* **Exercise brief**
Present the lines below as a Markdown table with two columns, n for the row number and Line for the line itself, leaving out blank lines. Include only the lines from the one that contains "Tag the blonde" through the one that contains "[(486, 296)]", both included.
· · · ·
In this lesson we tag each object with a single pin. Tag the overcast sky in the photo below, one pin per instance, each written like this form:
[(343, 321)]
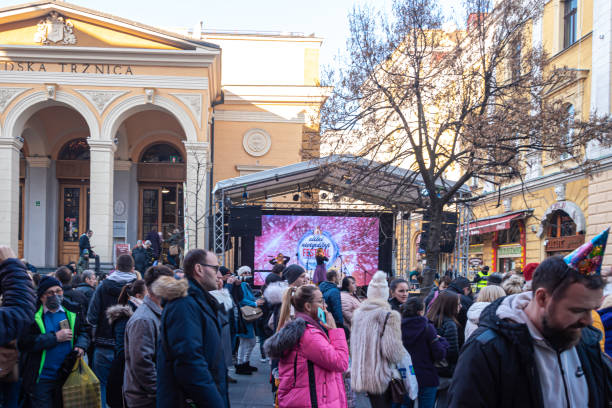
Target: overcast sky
[(325, 18)]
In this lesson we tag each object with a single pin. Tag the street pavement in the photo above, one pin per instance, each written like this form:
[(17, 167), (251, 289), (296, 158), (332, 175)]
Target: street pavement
[(254, 391)]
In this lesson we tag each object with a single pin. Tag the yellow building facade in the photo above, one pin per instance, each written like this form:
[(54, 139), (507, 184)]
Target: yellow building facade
[(114, 126), (559, 206)]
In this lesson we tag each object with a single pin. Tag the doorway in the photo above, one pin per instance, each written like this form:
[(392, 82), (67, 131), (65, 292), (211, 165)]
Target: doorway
[(74, 219), (161, 208)]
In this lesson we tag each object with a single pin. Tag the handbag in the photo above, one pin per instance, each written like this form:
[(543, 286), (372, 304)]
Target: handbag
[(250, 313), (9, 363)]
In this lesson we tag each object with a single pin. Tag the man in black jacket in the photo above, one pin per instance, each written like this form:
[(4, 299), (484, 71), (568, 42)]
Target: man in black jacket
[(86, 253), (537, 349), (105, 296), (18, 299), (190, 359)]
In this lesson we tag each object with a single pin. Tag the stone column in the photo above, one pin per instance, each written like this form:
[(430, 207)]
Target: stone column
[(196, 194), (9, 192), (36, 210), (101, 197)]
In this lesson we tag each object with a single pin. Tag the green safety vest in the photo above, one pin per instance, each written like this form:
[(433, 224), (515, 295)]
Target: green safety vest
[(482, 282), (41, 325)]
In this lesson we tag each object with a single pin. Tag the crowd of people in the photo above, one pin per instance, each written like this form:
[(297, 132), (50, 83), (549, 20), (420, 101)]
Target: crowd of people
[(157, 336)]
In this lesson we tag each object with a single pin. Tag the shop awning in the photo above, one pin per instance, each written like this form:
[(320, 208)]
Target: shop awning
[(497, 223)]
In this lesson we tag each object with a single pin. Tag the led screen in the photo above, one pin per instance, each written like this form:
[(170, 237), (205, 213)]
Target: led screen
[(350, 243)]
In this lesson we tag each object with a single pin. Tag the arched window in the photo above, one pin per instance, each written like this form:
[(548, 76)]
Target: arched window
[(76, 149), (161, 153), (561, 225)]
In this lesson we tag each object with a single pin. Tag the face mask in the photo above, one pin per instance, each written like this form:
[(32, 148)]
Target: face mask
[(321, 315), (54, 302)]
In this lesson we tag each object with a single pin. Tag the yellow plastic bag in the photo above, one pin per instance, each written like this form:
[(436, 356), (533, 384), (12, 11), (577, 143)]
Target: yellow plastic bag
[(82, 388)]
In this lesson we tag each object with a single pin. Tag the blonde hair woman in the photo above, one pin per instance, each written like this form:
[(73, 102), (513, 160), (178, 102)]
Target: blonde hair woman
[(486, 296)]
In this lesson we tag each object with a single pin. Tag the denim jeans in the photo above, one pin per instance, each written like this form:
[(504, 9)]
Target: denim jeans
[(45, 391), (426, 398), (103, 359)]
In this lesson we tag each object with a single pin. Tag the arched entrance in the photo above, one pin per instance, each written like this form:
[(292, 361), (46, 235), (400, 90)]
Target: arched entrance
[(72, 171), (161, 175)]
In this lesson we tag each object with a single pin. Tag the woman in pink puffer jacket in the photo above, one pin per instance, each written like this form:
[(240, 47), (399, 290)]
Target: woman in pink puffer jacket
[(313, 355)]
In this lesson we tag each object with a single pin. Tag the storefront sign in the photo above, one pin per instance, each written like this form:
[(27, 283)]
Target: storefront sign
[(105, 69), (564, 243), (510, 251), (476, 249)]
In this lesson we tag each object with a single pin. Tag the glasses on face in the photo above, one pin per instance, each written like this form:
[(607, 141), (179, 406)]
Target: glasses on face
[(214, 267)]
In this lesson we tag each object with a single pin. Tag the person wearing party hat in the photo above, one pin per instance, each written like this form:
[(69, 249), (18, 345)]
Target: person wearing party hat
[(538, 348)]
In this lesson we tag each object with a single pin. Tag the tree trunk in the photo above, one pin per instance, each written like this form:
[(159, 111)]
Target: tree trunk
[(432, 249)]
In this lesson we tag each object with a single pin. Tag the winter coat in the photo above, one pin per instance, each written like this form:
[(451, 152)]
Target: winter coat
[(190, 359), (349, 304), (497, 366), (606, 320), (247, 300), (36, 341), (141, 259), (88, 291), (450, 331), (371, 370), (395, 305), (303, 343), (18, 300), (473, 317), (141, 338), (224, 299), (421, 340), (118, 316), (466, 303), (153, 236), (105, 296), (331, 294)]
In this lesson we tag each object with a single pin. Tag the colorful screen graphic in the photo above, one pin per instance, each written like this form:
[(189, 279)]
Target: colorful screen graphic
[(350, 243)]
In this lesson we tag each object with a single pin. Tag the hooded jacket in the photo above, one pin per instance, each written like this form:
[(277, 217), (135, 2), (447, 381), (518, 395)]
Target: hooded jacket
[(303, 341), (425, 347), (141, 337), (190, 359), (474, 317), (371, 371), (503, 348), (18, 300), (105, 296), (331, 294)]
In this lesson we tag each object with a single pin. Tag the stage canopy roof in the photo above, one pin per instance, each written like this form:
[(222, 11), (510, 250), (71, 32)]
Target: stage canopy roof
[(354, 177)]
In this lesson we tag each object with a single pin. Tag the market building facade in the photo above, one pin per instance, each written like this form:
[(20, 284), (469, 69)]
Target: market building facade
[(114, 126)]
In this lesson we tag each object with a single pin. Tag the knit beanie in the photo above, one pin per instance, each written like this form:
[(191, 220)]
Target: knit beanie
[(45, 283), (528, 271), (293, 272), (378, 289)]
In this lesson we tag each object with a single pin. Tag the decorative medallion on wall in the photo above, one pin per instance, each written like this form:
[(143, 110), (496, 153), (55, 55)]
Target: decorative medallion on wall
[(55, 29), (257, 142), (119, 208)]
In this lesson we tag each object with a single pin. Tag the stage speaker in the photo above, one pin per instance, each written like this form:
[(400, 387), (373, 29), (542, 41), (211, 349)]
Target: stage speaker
[(245, 221)]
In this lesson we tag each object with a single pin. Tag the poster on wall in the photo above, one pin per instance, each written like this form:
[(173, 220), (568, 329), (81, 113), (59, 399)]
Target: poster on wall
[(349, 243)]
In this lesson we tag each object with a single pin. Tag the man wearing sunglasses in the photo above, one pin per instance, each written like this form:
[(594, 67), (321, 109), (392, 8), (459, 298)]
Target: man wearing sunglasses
[(191, 369), (537, 348)]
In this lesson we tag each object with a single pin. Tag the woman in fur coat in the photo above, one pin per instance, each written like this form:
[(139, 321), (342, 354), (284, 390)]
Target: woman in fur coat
[(313, 354), (374, 356)]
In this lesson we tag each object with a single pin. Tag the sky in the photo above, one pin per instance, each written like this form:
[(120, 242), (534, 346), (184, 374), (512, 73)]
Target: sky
[(325, 18)]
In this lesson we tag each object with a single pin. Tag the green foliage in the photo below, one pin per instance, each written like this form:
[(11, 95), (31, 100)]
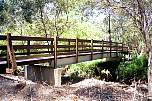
· · · ·
* **Expected answer**
| n | Line |
|---|---|
| 1 | In this lesson we tag each object with a single pin. Tag the blonde hair woman in the photo above, one pin per instance, each written like this form: |
| 2 | [(73, 102), (513, 160), (178, 102)] |
| 3 | Target: blonde hair woman |
| 4 | [(486, 296)] |